*To do:*
Could you print every one of the records below word for word, leaving the pictures out of your answer?

__________________________________________________

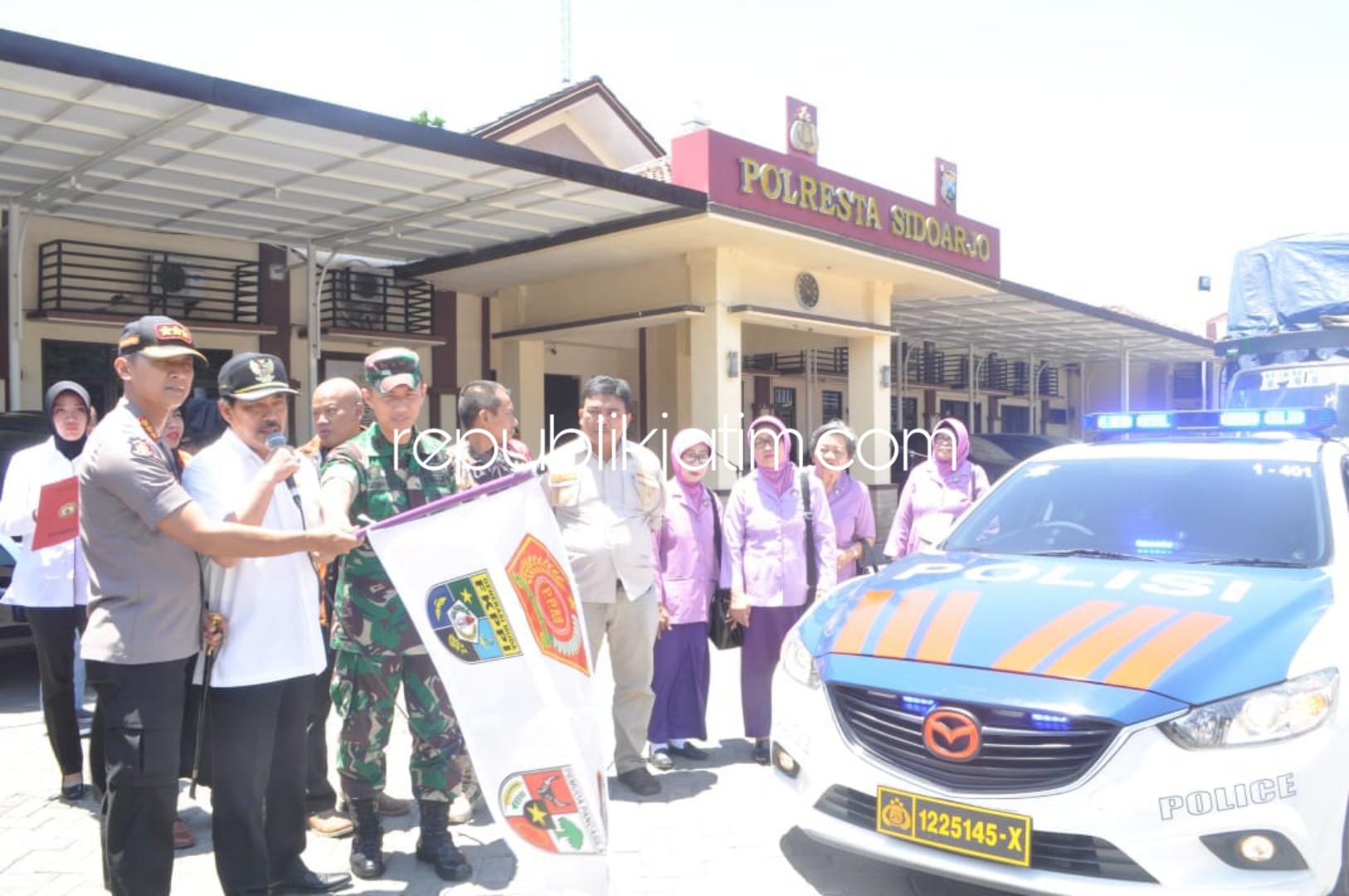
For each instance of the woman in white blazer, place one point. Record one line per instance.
(51, 585)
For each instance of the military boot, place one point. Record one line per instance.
(368, 844)
(436, 846)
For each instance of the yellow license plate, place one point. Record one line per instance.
(1001, 837)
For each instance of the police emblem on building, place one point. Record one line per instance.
(803, 135)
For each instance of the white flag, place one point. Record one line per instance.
(486, 582)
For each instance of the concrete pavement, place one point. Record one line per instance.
(715, 827)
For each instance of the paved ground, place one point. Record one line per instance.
(713, 829)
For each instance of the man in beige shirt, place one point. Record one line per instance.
(609, 498)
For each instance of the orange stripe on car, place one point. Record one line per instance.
(899, 632)
(1034, 648)
(1107, 641)
(855, 632)
(939, 641)
(1146, 665)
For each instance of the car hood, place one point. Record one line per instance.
(1190, 633)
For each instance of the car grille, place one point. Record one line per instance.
(1021, 751)
(1064, 853)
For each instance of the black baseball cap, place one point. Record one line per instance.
(252, 375)
(157, 336)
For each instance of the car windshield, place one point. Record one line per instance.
(1182, 510)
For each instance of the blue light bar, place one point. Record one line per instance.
(1240, 419)
(1152, 421)
(1310, 420)
(1047, 722)
(918, 704)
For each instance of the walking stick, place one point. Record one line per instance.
(215, 618)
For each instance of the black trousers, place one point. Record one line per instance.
(139, 719)
(54, 635)
(319, 791)
(258, 792)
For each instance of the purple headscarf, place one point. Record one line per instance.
(959, 450)
(685, 439)
(782, 478)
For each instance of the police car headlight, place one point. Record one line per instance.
(1269, 714)
(797, 661)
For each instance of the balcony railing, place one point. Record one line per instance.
(934, 368)
(77, 277)
(370, 301)
(827, 361)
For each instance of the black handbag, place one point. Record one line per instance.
(723, 633)
(812, 575)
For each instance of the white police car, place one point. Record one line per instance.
(1120, 674)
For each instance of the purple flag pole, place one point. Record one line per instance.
(458, 498)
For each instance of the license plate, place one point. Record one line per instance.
(984, 833)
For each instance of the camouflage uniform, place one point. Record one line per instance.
(378, 646)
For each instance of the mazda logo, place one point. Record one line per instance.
(952, 734)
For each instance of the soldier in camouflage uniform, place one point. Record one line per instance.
(378, 648)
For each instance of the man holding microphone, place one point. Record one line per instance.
(142, 532)
(262, 682)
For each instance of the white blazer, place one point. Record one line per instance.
(54, 577)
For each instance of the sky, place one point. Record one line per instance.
(1123, 149)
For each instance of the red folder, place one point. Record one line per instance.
(58, 514)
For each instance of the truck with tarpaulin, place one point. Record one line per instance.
(1288, 342)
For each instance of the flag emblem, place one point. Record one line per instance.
(469, 618)
(545, 592)
(544, 810)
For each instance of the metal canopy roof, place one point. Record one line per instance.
(115, 140)
(122, 142)
(1019, 321)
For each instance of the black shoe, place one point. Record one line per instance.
(689, 751)
(640, 782)
(368, 841)
(435, 845)
(310, 883)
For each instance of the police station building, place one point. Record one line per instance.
(719, 278)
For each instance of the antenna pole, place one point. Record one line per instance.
(567, 41)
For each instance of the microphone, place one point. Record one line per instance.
(277, 441)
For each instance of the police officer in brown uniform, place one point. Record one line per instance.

__________________________________________________

*Answer to this task:*
For each instance of the woman in white blazer, place one point. Record one line per instance.
(51, 585)
For each instance of the military boot, place one point. Record one line per instance.
(368, 844)
(436, 846)
For each instance of the yellow license plate, place one point. Record one line per instance.
(1001, 837)
For each instance of the police emblem on building, place one point. Record one line per instance.
(803, 135)
For each instance of the white flag, place one point. Record one line per instance.
(486, 582)
For each instance of the concrete pavement, place one point. Record one line per instance.
(715, 827)
For each instance of the paved ground, place one point. Record one line per instance.
(713, 829)
For each instance of the man in beige shirt, place one point. Record one line per instance.
(609, 498)
For each instance of the orange stripe on car, place one point. Record one line per instance.
(899, 632)
(1034, 648)
(1107, 641)
(855, 632)
(939, 641)
(1146, 665)
For each instance of the car hood, place one point. Record one line per instance.
(1190, 633)
For each instance of the car grille, place one point. Record one line per instance.
(1021, 751)
(1064, 853)
For each instance of the black baseball cap, place one point. Record one line per instance.
(252, 375)
(157, 336)
For each instance of the car windshield, place one point. Record one line per instance.
(1182, 510)
For each instance of the blue light bar, place one point. Record one line per instance.
(1240, 419)
(1152, 421)
(1310, 420)
(1047, 722)
(918, 704)
For each instance of the walking stick, place one point. Record one line per instance.
(215, 618)
For each instance of the black trousers, place one point. Record one line per instance.
(139, 719)
(54, 635)
(319, 791)
(258, 792)
For each instance of the purple headscarf, place one point. Record one line per instance.
(959, 450)
(685, 439)
(782, 478)
For each instance of the police car headlight, place one point. Record one line per instance.
(1269, 714)
(797, 661)
For each instance of the balcony railing, place one point. Record one line per instance.
(934, 368)
(77, 277)
(370, 301)
(827, 361)
For each instance of the black handbag, place one point. Record one line per instance.
(723, 633)
(812, 575)
For each instance of the white police car, place one point. Record one line per instance.
(1120, 674)
For each instance of the purple flag pole, place one point. Record one line per instance.
(458, 498)
For each instance of the license plate, place one point. Record one line per instance.
(984, 833)
For each instance of the camouflage uniform, place one point. Record one line per instance.
(378, 646)
For each instance of the mazda logo, place one point. Record one line per instance.
(952, 734)
For each instance of the soldier in camouflage uniform, place one point. Record one line per instance.
(378, 648)
For each instance of the man holding microphone, place one point. Record one line per instance.
(142, 532)
(262, 682)
For each instance of the white blazer, place one point. Record one line per instance.
(54, 577)
For each instance of the sky, place one point. Record one line per instance.
(1123, 149)
For each instance of the red folder, place one point. Record one line per instance.
(58, 514)
For each instance of the truck with tarpaulin, place one point. Record one line per instance.
(1288, 342)
For each instance of the flag emblem, place one point. Record one line per instance.
(469, 618)
(545, 592)
(544, 810)
For each instance of the metal canopy roof, place one point. Record one line per instance.
(115, 140)
(122, 142)
(1019, 321)
For each instance of the black shoe, place one point. Record one line per instance.
(689, 751)
(640, 782)
(368, 841)
(435, 845)
(310, 883)
For each instance of the police station building, place one point. Record one line per instance.
(719, 278)
For each instance of the antenna pole, place one point. Record one line per instance.
(567, 41)
For each instance of the microphone, place one point. Record one line per instance.
(277, 441)
For each instance of the police officer in brown uniform, place one point. Record one line per instance.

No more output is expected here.